** START **

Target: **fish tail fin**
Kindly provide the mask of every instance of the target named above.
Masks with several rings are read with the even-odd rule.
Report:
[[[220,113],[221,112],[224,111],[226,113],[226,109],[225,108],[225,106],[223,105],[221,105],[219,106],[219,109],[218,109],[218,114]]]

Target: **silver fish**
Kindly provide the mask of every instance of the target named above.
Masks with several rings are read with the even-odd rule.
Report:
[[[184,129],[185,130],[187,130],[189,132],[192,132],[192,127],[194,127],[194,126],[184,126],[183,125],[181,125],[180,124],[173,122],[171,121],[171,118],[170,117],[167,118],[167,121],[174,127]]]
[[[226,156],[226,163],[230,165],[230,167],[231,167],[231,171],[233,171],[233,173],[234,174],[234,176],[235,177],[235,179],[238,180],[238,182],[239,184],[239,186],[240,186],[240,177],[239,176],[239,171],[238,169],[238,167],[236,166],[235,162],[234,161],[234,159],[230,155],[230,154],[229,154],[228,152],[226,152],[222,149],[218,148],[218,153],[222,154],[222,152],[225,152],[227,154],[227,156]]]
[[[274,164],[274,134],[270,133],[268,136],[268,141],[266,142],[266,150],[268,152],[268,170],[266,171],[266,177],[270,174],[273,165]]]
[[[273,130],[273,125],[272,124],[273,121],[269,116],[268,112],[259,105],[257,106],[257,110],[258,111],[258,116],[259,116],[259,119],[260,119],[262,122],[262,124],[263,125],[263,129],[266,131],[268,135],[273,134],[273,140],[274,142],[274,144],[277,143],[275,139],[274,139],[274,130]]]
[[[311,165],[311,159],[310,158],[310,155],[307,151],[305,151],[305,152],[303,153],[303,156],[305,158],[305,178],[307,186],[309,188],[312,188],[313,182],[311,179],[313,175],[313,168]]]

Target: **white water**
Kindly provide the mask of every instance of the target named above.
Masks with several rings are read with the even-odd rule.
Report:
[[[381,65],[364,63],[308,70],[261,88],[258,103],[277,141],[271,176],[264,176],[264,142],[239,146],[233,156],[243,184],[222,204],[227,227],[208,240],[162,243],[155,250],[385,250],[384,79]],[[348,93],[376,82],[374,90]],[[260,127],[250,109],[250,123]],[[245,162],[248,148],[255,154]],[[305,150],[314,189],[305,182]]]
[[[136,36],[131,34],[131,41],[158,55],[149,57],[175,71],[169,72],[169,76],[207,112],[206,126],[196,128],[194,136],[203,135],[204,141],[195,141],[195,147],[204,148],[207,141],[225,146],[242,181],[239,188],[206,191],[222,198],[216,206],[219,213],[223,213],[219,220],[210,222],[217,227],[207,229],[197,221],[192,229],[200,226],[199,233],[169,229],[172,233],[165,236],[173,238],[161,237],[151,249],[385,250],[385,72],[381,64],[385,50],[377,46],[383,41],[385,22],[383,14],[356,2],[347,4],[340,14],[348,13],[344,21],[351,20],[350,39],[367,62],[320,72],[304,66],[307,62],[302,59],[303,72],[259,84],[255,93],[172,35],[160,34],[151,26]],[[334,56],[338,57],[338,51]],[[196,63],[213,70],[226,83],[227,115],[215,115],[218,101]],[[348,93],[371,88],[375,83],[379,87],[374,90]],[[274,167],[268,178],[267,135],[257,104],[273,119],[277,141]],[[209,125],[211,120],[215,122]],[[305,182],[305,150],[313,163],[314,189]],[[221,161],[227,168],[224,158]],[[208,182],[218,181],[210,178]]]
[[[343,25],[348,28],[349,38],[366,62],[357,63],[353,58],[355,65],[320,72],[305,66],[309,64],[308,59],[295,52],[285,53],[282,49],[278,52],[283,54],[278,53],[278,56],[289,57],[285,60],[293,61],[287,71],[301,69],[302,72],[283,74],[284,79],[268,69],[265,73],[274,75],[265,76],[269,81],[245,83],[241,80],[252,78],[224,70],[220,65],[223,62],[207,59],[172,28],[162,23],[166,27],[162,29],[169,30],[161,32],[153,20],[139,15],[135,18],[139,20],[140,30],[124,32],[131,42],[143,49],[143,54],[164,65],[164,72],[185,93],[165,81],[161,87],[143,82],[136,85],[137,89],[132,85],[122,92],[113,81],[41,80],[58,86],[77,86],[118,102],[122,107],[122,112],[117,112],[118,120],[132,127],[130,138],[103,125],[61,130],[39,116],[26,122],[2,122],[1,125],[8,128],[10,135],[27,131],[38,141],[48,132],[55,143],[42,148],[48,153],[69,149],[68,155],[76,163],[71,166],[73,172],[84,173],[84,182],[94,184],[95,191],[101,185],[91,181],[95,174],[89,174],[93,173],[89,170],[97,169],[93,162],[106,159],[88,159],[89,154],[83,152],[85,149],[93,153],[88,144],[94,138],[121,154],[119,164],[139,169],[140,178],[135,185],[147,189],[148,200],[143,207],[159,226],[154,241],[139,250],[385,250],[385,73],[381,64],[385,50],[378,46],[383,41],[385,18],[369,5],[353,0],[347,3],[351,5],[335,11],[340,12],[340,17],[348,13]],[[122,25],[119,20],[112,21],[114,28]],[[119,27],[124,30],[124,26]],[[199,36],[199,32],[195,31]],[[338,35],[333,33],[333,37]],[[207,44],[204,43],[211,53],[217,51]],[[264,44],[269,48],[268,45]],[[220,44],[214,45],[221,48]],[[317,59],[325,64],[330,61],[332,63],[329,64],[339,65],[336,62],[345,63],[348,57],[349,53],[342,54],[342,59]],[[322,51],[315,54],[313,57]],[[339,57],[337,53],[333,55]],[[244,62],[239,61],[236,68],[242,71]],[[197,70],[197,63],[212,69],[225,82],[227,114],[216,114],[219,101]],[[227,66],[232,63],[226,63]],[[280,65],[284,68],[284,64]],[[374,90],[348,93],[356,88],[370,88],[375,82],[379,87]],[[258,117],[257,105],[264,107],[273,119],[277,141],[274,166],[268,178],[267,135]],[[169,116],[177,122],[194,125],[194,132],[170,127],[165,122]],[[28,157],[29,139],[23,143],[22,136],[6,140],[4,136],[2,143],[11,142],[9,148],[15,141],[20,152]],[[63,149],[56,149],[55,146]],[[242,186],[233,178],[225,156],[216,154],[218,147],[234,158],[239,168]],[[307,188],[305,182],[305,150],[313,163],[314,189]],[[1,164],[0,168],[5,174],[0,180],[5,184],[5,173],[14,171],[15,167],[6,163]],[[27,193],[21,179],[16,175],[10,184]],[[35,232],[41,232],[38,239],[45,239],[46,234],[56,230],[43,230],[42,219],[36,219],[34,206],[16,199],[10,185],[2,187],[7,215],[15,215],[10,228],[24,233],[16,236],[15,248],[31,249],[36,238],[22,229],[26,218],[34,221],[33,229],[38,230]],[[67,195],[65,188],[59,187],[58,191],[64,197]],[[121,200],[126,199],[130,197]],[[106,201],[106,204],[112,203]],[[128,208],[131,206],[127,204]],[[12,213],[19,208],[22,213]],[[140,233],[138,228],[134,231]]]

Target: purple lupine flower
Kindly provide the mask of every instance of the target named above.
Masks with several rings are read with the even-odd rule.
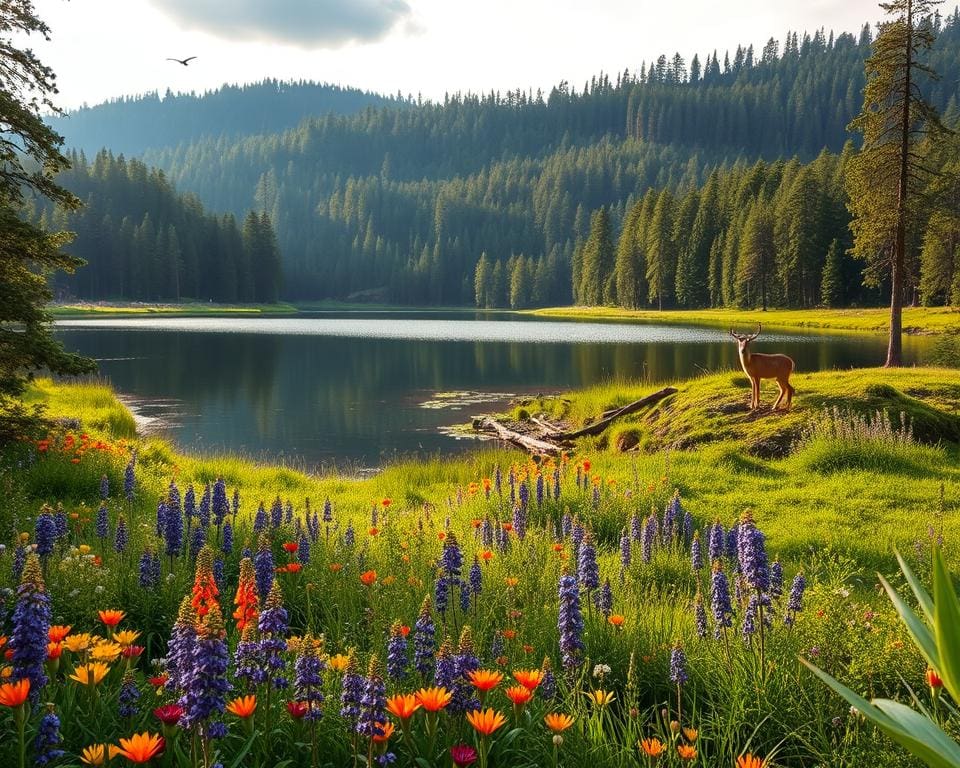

** END **

- [OBJECTIVE]: Reproduce every row above, replacing each occurrence of "Kindly provide" with "Please give" and leaving everything else unchanged. Leave the pictures out of the output.

- [WRITTEN SOLUTION]:
Target: **fish tail fin**
Please give the mask of every instance of the target named above.
Masks with several rings are read with the even-odd rule.
Report:
[[[220,113],[221,112],[224,111],[226,113],[226,109],[225,108],[225,106],[223,105],[221,105],[219,106],[219,109],[218,109],[218,114]]]

Target: **silver fish**
Please give the mask of every instance of the target named above.
Masks with several rings are read with the even-odd rule.
Report:
[[[184,129],[185,130],[187,130],[189,132],[192,132],[192,127],[194,127],[194,126],[184,126],[183,125],[181,125],[180,124],[173,122],[171,121],[171,118],[170,117],[167,118],[167,121],[174,127]]]
[[[226,156],[226,163],[230,165],[230,167],[231,167],[231,171],[233,171],[233,173],[234,174],[234,176],[235,177],[235,179],[238,180],[238,182],[239,184],[239,186],[240,186],[240,177],[239,176],[239,171],[238,169],[238,167],[236,166],[235,162],[234,161],[234,159],[230,155],[230,154],[229,154],[228,152],[226,152],[222,149],[218,148],[218,153],[222,154],[222,152],[225,152],[227,154],[227,156]]]
[[[274,164],[274,134],[270,133],[268,136],[268,141],[266,142],[266,150],[268,152],[268,170],[266,171],[266,177],[270,174],[273,165]]]
[[[273,130],[273,125],[272,124],[273,121],[269,116],[268,112],[259,105],[257,106],[257,110],[258,111],[258,116],[259,116],[259,119],[260,119],[262,122],[262,124],[263,125],[263,129],[266,131],[268,135],[273,134],[273,140],[274,142],[274,144],[277,143],[275,139],[274,139],[274,130]]]
[[[311,165],[311,159],[310,158],[310,155],[307,151],[305,151],[305,152],[303,153],[303,156],[305,158],[305,178],[307,186],[309,188],[312,188],[313,182],[311,179],[313,175],[313,168]]]

Target: **white water**
Please give the mask of every instance of the target named above.
Masks with several rings are read with the even-odd rule.
Report:
[[[381,65],[364,63],[308,70],[261,88],[258,103],[277,141],[271,176],[264,176],[264,142],[239,146],[233,156],[243,184],[222,204],[227,227],[208,240],[162,243],[155,250],[385,250],[384,79]],[[348,93],[376,82],[374,90]],[[260,127],[250,109],[250,123]],[[245,162],[248,148],[255,154]],[[305,150],[314,189],[305,182]]]
[[[136,36],[131,34],[131,41],[158,55],[149,57],[175,71],[169,72],[169,76],[207,112],[206,126],[196,128],[194,136],[203,135],[204,141],[195,141],[195,147],[204,148],[207,141],[225,146],[242,181],[239,188],[206,191],[222,198],[216,206],[219,213],[223,213],[219,220],[210,222],[217,227],[207,229],[197,221],[192,229],[200,226],[199,233],[169,229],[172,233],[165,236],[173,238],[161,237],[151,249],[385,250],[385,72],[381,64],[385,50],[377,46],[383,41],[385,22],[383,14],[356,2],[347,4],[340,14],[348,13],[344,21],[351,20],[350,39],[367,62],[320,72],[304,66],[307,62],[302,59],[303,72],[259,84],[255,93],[172,35],[160,34],[151,26]],[[334,56],[338,57],[338,51]],[[196,63],[213,70],[226,83],[227,115],[215,115],[218,101]],[[348,93],[371,88],[375,83],[379,87],[374,90]],[[274,167],[268,178],[267,135],[257,104],[273,119],[277,141]],[[209,125],[211,120],[215,122]],[[305,182],[305,150],[313,163],[314,189]],[[221,161],[227,168],[224,158]],[[208,182],[218,181],[210,178]]]
[[[343,25],[348,28],[349,38],[366,62],[357,63],[353,58],[355,65],[320,72],[305,66],[309,64],[308,59],[295,52],[285,53],[282,49],[278,52],[283,54],[278,53],[278,56],[289,57],[285,60],[293,61],[287,71],[301,69],[302,72],[283,74],[284,79],[268,69],[265,73],[274,75],[265,76],[269,81],[245,83],[241,80],[252,78],[224,70],[220,65],[223,62],[207,59],[172,28],[162,23],[166,27],[162,29],[169,30],[161,32],[153,20],[139,15],[135,18],[139,20],[140,30],[124,32],[131,42],[143,49],[143,54],[164,65],[164,72],[185,93],[165,81],[161,87],[143,82],[136,85],[137,89],[132,85],[122,92],[113,81],[41,80],[58,86],[77,86],[118,102],[122,107],[122,112],[117,112],[118,120],[132,127],[130,138],[103,125],[61,130],[39,116],[26,122],[2,122],[1,125],[8,128],[10,135],[27,131],[38,141],[48,132],[55,143],[42,148],[48,153],[69,149],[68,155],[76,163],[71,166],[73,172],[84,173],[84,182],[94,184],[95,191],[101,185],[91,181],[95,174],[89,174],[93,173],[89,170],[97,169],[93,162],[106,159],[88,159],[89,154],[83,152],[85,149],[93,153],[88,144],[94,138],[121,154],[119,164],[139,169],[140,178],[135,185],[147,189],[148,200],[143,207],[159,226],[154,241],[139,250],[385,250],[385,73],[381,64],[385,50],[378,46],[383,41],[385,18],[369,5],[353,0],[347,3],[351,5],[335,11],[340,12],[340,17],[348,13]],[[122,25],[119,20],[112,21],[114,28]],[[119,27],[124,30],[124,26]],[[199,36],[199,32],[195,31]],[[338,35],[333,33],[333,37]],[[207,44],[204,43],[211,53],[217,51]],[[264,44],[269,48],[268,45]],[[220,44],[214,45],[221,48]],[[317,59],[325,64],[330,61],[332,63],[329,64],[339,65],[336,62],[345,63],[348,57],[349,53],[342,54],[342,59]],[[322,51],[315,54],[313,57]],[[339,57],[337,53],[333,55]],[[244,62],[239,61],[236,68],[242,71]],[[197,70],[197,63],[212,69],[225,82],[227,114],[216,114],[219,101]],[[227,66],[232,63],[226,63]],[[280,65],[284,68],[284,64]],[[374,90],[348,93],[356,88],[370,88],[375,82],[379,87]],[[258,117],[257,105],[264,107],[273,119],[277,141],[274,166],[268,178],[267,135]],[[169,116],[177,122],[194,125],[194,132],[170,127],[165,122]],[[28,157],[29,139],[23,143],[22,136],[6,140],[4,136],[2,143],[11,142],[9,148],[15,141],[20,152]],[[63,149],[56,149],[55,146]],[[242,186],[233,178],[225,156],[216,154],[218,147],[234,158],[239,168]],[[307,188],[305,182],[305,150],[313,163],[314,189]],[[1,164],[0,168],[5,174],[0,180],[5,184],[5,173],[14,171],[15,167],[6,163]],[[27,193],[21,179],[16,175],[10,184]],[[35,232],[41,232],[38,239],[45,239],[46,234],[56,230],[43,230],[42,219],[36,219],[34,206],[16,199],[10,185],[2,187],[7,215],[15,215],[10,228],[24,233],[16,236],[15,248],[31,249],[36,238],[22,229],[26,218],[34,221],[33,229],[38,230]],[[67,195],[65,188],[59,187],[58,191],[64,197]],[[121,200],[126,199],[130,197]],[[106,201],[106,204],[112,203]],[[128,208],[131,206],[127,204]],[[12,213],[19,208],[22,213]],[[140,233],[138,228],[134,231]]]

Target: purple lupine flower
Please give the mask of every instance of the target named above.
Masks with several rings are read with the even-odd rule.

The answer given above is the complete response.